### TEXT EXTRACT
[systemd-devel] systemd/hostnamed: setting the hostname and using it in the DHCP Discover

Lennart Poettering lennart at poettering.net
Mon Jul 31 14:24:27 UTC 2017


On Fr, 28.07.17 12:08, Andrey Yurovsky (yurovsky at gmail.com) wrote:

> I have an embedded target where the hostname is expected to be a
> string derived in part from the MAC address of an Ethernet interface.
> I've been looking at how to properly set the system's hostname and
> also have systemd-networkd use it in the DHCP request it sends out,
> however there seems to be an order of operations issue.
> 
> 1. in systemd/core/main.c the /etc/hostname contents are unconditionally read
> 2. I can add a service that uses the special network-pre.target to
> override /etc/hostname with my generated string and I see that while
> the initial string is pickedup by systemd, the new hostname will in
> fact be used
> 3. I then have a .network file specifying DHCP on that Ethernet interface
> 
> But then on initial boot I see that the DHCP Discover coming out has
> option 12 set to the original hostname that systemd picked up in
> main.c, even though the network-pre.target caused my unit to run. I
> can then reboot the system and this time main.c picks up the "new"

### DIRECTIONS
a – In the mailing list post, which option in the DHCP Discover carried the original hostname on initial boot?
b – Please echo the part of the mailing list post starting with "[systemd-devel] systemd/hostnamed: setting" and going on through "of operations issue.".

### SUPPLIED RECORDS
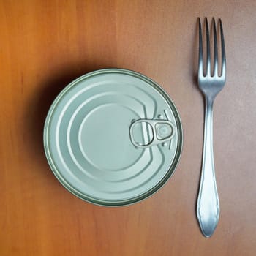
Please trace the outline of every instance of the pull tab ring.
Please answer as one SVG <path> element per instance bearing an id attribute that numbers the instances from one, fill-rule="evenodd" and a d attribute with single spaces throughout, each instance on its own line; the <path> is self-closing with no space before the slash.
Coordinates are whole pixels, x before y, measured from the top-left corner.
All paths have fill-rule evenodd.
<path id="1" fill-rule="evenodd" d="M 139 148 L 148 148 L 170 140 L 175 135 L 175 126 L 168 120 L 138 119 L 129 127 L 132 144 Z"/>

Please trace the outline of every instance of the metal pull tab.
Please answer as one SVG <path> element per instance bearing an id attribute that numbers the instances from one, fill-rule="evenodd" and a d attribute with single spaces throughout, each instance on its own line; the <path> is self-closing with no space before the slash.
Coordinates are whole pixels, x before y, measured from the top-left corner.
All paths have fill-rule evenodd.
<path id="1" fill-rule="evenodd" d="M 148 148 L 173 138 L 175 127 L 168 120 L 138 119 L 129 127 L 132 144 L 140 148 Z"/>

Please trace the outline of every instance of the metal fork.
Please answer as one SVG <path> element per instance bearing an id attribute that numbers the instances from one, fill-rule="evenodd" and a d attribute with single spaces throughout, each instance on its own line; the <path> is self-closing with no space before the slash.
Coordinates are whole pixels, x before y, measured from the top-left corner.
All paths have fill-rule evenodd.
<path id="1" fill-rule="evenodd" d="M 213 150 L 213 104 L 217 94 L 222 89 L 226 80 L 226 57 L 223 29 L 219 19 L 222 47 L 221 75 L 219 75 L 218 45 L 215 20 L 214 25 L 214 72 L 211 74 L 210 37 L 207 18 L 206 25 L 206 73 L 203 72 L 202 29 L 199 21 L 198 86 L 205 97 L 205 123 L 203 156 L 200 184 L 197 197 L 197 216 L 202 233 L 210 237 L 217 225 L 219 217 L 219 203 L 216 185 Z"/>

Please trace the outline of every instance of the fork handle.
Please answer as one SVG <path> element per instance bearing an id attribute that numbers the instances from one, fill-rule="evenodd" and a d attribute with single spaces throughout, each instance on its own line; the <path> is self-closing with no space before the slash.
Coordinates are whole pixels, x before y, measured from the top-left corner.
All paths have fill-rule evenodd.
<path id="1" fill-rule="evenodd" d="M 219 217 L 213 150 L 213 99 L 206 97 L 203 155 L 197 206 L 198 222 L 206 237 L 213 234 Z"/>

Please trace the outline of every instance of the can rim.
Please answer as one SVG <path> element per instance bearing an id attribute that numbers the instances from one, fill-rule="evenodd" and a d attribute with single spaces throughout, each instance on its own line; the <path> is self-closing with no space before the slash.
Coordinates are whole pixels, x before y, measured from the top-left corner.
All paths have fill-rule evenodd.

### ANSWERS IN ORDER
a – Option 12.

b –
[systemd-devel] systemd/hostnamed: setting the hostname and using it in the DHCP Discover

Lennart Poettering lennart at poettering.net
Mon Jul 31 14:24:27 UTC 2017


On Fr, 28.07.17 12:08, Andrey Yurovsky (yurovsky at gmail.com) wrote:

> I have an embedded target where the hostname is expected to be a
> string derived in part from the MAC address of an Ethernet interface.
> I've been looking at how to properly set the system's hostname and
> also have systemd-networkd use it in the DHCP request it sends out,
> however there seems to be an order of operations issue.